◆ **STATED TASK**
Count the lines in the records below that contain the word "surfer", with case counting, and give only the number.

◆ **DATASET EXTRACT**
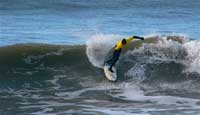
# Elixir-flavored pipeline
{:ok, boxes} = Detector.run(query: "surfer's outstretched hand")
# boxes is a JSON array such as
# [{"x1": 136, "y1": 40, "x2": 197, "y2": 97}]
[{"x1": 133, "y1": 36, "x2": 144, "y2": 40}]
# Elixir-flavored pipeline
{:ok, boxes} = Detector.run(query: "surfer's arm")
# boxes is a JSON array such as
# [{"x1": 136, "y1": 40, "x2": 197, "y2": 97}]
[
  {"x1": 126, "y1": 36, "x2": 134, "y2": 44},
  {"x1": 133, "y1": 36, "x2": 144, "y2": 40}
]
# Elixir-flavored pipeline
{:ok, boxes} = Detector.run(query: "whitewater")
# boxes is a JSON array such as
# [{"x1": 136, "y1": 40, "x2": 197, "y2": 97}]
[{"x1": 0, "y1": 0, "x2": 200, "y2": 115}]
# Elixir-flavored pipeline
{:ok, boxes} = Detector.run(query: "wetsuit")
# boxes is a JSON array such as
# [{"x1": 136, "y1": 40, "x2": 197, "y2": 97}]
[{"x1": 107, "y1": 36, "x2": 134, "y2": 71}]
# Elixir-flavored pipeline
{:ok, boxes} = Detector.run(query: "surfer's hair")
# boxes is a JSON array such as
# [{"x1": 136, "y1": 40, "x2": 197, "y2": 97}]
[{"x1": 122, "y1": 39, "x2": 126, "y2": 45}]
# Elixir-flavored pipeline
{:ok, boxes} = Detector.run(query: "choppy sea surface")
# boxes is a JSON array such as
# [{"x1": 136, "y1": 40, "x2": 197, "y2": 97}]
[{"x1": 0, "y1": 0, "x2": 200, "y2": 115}]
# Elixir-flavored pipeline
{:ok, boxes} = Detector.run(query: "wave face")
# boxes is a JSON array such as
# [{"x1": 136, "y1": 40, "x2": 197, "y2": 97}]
[
  {"x1": 0, "y1": 35, "x2": 200, "y2": 114},
  {"x1": 87, "y1": 35, "x2": 200, "y2": 90}
]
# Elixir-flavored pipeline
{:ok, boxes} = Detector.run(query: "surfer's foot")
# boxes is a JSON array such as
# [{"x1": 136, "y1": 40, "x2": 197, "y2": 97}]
[{"x1": 108, "y1": 68, "x2": 114, "y2": 73}]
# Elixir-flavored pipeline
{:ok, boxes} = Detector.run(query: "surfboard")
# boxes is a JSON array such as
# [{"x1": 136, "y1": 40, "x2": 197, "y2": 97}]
[{"x1": 103, "y1": 64, "x2": 117, "y2": 81}]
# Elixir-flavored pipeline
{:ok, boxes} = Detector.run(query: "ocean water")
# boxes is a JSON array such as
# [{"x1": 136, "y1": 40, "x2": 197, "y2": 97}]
[{"x1": 0, "y1": 0, "x2": 200, "y2": 115}]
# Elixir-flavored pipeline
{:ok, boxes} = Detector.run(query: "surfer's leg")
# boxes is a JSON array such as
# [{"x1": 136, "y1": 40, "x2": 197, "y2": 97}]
[{"x1": 109, "y1": 50, "x2": 121, "y2": 71}]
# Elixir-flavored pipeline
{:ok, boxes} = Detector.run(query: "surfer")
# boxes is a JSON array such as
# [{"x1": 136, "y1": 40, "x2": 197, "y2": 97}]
[{"x1": 107, "y1": 36, "x2": 144, "y2": 72}]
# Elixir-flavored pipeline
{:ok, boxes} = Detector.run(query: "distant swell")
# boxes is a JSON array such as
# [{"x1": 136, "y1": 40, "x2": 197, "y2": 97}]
[{"x1": 0, "y1": 35, "x2": 200, "y2": 91}]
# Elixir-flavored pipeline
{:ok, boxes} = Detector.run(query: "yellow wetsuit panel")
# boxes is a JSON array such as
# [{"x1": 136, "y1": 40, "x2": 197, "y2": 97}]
[{"x1": 115, "y1": 36, "x2": 134, "y2": 50}]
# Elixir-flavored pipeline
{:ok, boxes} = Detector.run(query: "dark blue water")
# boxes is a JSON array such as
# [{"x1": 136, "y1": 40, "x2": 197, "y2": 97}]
[
  {"x1": 0, "y1": 0, "x2": 200, "y2": 115},
  {"x1": 0, "y1": 0, "x2": 200, "y2": 46}
]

◆ **WRITTEN SOLUTION**
6